» **STATED PROBLEM**
Filter the items below to every line that contains the string "white", matching case exactly.

» **EXERCISE DATA**

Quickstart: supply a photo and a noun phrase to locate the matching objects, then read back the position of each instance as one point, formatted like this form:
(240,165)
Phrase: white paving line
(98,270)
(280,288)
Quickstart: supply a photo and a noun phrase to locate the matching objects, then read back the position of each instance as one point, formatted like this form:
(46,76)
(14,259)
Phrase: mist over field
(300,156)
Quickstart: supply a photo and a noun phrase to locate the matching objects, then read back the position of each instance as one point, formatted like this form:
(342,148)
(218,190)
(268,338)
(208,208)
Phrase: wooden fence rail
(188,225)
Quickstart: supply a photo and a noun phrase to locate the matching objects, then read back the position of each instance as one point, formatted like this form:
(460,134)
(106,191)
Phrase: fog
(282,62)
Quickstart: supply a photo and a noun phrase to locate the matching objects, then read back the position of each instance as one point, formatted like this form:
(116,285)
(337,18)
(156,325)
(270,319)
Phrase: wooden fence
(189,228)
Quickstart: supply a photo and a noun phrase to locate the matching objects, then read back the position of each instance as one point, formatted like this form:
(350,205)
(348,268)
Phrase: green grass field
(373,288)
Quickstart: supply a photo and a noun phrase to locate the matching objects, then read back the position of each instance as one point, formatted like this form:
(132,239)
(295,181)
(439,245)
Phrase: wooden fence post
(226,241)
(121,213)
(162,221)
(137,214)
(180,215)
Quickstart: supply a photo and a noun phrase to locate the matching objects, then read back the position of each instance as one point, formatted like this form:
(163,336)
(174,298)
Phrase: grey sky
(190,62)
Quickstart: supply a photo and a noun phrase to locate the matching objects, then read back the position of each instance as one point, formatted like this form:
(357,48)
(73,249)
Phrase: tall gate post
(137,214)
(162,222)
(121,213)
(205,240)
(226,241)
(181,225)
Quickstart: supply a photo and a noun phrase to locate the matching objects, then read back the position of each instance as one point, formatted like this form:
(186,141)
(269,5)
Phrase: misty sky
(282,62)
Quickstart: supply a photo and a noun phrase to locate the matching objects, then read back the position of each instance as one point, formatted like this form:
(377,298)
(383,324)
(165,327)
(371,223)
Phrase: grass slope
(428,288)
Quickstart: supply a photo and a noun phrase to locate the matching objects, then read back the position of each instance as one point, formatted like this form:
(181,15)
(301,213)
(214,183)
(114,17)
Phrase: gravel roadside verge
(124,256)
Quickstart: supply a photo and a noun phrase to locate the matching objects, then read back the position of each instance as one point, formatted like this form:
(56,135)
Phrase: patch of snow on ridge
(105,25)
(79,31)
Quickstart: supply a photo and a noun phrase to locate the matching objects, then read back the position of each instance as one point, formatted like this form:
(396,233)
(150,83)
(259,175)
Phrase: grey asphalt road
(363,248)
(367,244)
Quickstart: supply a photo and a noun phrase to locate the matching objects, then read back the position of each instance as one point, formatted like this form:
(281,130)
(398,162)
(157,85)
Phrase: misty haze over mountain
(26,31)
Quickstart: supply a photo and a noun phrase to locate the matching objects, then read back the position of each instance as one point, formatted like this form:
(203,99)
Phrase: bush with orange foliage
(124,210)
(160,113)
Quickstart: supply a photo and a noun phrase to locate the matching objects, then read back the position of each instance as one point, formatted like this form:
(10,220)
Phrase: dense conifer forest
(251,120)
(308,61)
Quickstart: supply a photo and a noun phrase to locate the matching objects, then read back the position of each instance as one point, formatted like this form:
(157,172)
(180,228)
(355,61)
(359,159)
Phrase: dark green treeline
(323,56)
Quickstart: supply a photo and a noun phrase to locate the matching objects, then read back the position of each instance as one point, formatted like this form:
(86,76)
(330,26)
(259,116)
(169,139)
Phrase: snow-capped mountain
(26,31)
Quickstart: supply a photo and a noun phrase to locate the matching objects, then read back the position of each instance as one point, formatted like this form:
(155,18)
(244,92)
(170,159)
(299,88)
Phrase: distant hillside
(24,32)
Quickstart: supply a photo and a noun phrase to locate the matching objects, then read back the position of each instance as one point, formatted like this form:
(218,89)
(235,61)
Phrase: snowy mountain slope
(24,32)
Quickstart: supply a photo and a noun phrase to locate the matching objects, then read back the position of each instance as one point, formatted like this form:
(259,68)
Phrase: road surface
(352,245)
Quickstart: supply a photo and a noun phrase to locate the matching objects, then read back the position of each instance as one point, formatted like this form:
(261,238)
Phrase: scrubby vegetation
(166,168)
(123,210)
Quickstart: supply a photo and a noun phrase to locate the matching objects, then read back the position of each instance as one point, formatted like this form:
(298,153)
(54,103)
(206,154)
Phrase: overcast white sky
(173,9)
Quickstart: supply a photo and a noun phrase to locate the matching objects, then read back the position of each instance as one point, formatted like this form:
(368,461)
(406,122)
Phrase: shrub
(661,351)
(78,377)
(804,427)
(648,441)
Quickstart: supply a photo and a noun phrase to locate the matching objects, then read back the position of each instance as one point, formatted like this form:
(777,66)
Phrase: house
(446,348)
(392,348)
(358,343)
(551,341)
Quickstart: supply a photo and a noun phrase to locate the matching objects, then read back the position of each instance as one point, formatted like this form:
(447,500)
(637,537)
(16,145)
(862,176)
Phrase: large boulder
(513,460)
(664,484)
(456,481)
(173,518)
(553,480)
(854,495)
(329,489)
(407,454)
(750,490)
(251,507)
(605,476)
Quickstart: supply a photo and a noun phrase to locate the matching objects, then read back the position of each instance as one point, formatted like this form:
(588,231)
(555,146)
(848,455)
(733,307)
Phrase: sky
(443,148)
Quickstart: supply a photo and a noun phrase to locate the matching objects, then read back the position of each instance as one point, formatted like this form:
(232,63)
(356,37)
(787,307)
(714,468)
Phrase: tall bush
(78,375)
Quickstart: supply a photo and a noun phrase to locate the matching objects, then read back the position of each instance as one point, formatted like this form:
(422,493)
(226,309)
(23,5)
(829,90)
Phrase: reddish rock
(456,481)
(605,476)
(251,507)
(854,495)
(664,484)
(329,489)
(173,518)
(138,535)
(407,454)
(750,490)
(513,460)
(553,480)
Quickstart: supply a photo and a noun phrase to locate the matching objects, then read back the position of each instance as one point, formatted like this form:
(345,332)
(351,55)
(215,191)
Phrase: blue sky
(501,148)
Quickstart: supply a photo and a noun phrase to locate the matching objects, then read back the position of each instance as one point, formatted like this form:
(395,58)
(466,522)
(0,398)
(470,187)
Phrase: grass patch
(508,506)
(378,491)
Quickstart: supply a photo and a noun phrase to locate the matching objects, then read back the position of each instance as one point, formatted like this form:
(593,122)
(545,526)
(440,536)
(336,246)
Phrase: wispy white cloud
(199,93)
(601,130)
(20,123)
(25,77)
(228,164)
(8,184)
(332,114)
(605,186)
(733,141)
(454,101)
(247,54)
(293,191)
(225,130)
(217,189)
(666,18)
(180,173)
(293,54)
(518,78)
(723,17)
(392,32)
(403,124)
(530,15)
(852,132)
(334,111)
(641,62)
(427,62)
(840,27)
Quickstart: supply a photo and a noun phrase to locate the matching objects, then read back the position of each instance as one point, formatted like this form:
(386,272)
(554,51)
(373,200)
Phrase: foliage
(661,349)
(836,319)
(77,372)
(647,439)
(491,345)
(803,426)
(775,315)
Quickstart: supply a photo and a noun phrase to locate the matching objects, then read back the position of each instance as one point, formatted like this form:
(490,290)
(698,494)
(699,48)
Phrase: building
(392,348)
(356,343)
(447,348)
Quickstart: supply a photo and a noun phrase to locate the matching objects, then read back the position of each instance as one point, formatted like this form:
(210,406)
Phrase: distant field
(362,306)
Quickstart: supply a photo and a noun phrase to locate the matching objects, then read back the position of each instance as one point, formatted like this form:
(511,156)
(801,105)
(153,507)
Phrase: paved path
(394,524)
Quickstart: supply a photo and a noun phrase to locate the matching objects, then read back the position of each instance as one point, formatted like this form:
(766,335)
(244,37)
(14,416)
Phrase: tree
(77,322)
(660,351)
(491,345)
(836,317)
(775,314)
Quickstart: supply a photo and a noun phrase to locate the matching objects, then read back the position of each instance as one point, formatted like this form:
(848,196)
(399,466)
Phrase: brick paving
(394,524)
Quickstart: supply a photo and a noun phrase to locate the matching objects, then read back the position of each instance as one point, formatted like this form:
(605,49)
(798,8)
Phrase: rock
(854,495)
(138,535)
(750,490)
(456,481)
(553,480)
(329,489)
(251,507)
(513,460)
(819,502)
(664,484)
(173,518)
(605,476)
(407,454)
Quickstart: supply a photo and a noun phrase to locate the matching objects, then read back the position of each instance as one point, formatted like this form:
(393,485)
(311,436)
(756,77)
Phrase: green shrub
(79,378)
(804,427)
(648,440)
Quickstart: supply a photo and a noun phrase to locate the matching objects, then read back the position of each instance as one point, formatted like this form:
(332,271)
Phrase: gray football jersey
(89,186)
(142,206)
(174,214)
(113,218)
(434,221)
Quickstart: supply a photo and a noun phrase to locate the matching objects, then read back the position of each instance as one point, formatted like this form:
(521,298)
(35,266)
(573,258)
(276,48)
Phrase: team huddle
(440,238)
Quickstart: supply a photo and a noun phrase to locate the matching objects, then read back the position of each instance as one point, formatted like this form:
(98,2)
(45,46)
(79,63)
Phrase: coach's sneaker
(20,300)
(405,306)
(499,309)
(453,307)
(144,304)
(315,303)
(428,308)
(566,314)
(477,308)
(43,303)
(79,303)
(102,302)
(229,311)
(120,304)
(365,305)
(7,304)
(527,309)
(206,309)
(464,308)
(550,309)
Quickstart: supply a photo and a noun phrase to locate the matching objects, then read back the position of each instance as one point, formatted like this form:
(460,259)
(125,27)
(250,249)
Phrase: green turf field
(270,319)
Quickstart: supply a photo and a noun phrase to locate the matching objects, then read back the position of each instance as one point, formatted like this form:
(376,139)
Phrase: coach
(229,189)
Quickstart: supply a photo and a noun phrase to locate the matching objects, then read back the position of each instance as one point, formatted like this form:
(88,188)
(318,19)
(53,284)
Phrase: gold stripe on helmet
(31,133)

» **SOLUTION TO THE PROBLEM**
Phrase: white paving line
Phrase: overcast white sky
Phrase: wispy white cloud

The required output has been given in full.